+++ PAGE TEXT +++

There's a special kind of awkwardness that only divorced and widowed parents can understand. After starting to date again, you may eventually get serious enough with someone to bring him or her home to meet your children. Whether your kids are 5, 15, or 50, there's a big element of role reversal involved -- suddenly, you flash back to your teenage years, when you first had a date come over to meet your parents. In both cases, the questions are the same: Will they like this person? What will my date think of my family?

The romance of estate planning
When romance clashes with finance, things get even trickier. If two people enter a second marriage with substantially different amounts of money, the disparity can often foster uncertainty and friction between a person's children and the new spouse. Most people in this situation want to protect and provide for both their new spouse and their children, while avoiding hostile disputes and confrontations in the event of their death.

For most people, it's tempting to avoid legal formalities, instead counting on everyone involved to do the right thing when the time comes. This is an admirable sentiment, but it's often not realistic. Even completely moral and ethical people have difficulty wrestling with the give and take involved in the death of a loved one and the subsequent settling of an estate. Especially in marriages where each spouse has children from previous nuptials, the sheer number of family members involved necessarily divides loyalties. In addition, people who appear completely moral and ethical often behave unusually in situations involving money. As the proverb goes, "You never really know someone until you share an inheritance with them."

+++

* _YOUR OBJECTIVE_
Rewrite the estate planning text from "The romance of" to "of their death.", replacing "children" with "heirs". The records that follow are separate material from the estate planning text.

+++ DATA SECTION +++

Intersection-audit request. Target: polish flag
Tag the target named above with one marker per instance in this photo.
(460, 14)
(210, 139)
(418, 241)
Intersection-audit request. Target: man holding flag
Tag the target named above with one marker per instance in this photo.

+++

* _CORRECT OUTPUT_
The romance of estate planning
When romance clashes with finance, things get even trickier. If two people enter a second marriage with substantially different amounts of money, the disparity can often foster uncertainty and friction between a person's heirs and the new spouse. Most people in this situation want to protect and provide for both their new spouse and their heirs, while avoiding hostile disputes and confrontations in the event of their death.